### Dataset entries
▶

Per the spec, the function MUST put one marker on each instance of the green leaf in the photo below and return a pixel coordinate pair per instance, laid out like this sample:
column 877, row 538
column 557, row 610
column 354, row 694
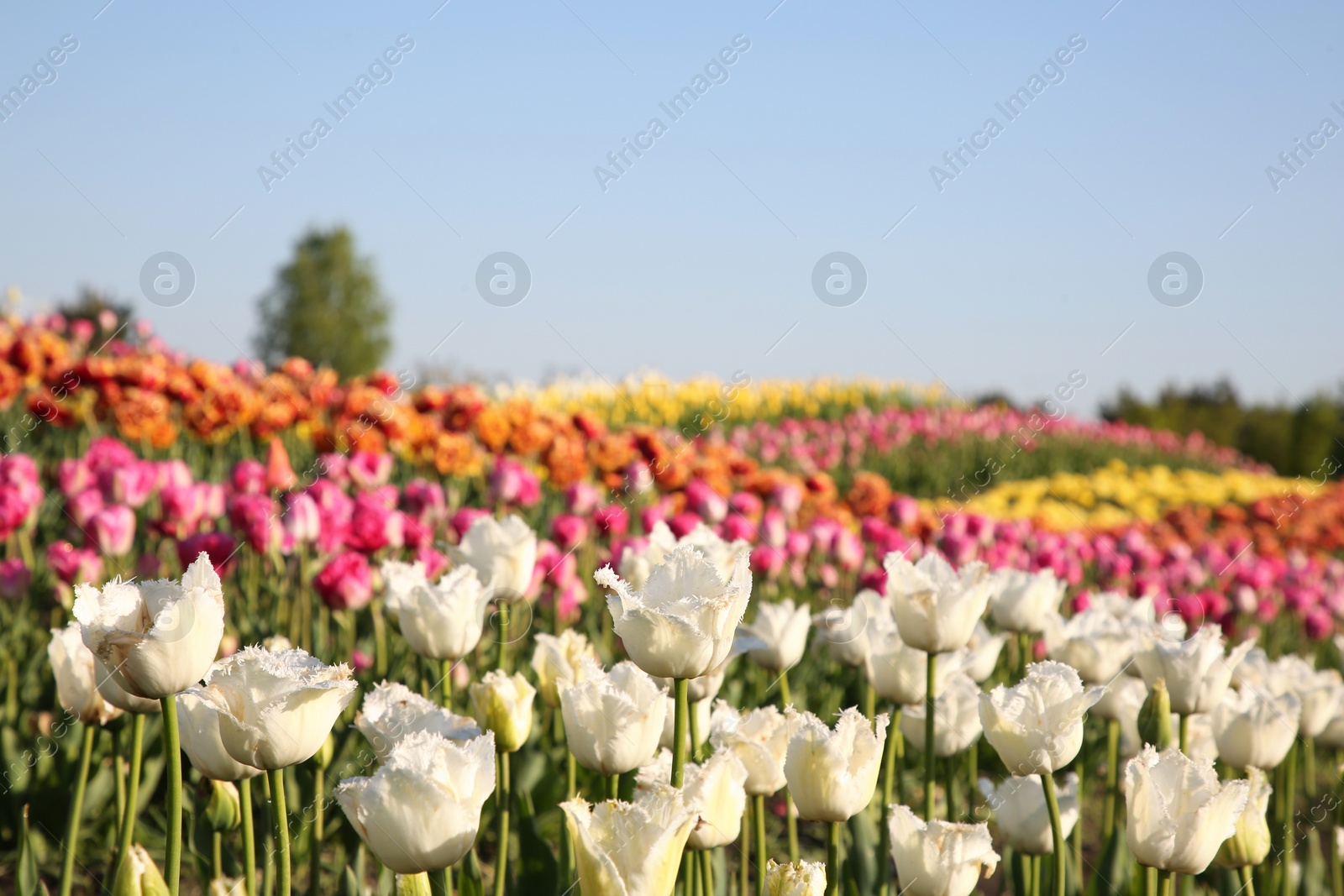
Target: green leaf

◀

### Exercise
Scan the records for the string "green" and show every line that contains it.

### Result for this task
Per the spec, the function MUST put one marker on each instance of the green leaf in the photo below and return a pixel coordinate pair per instance, laid out like this sample:
Target: green leaf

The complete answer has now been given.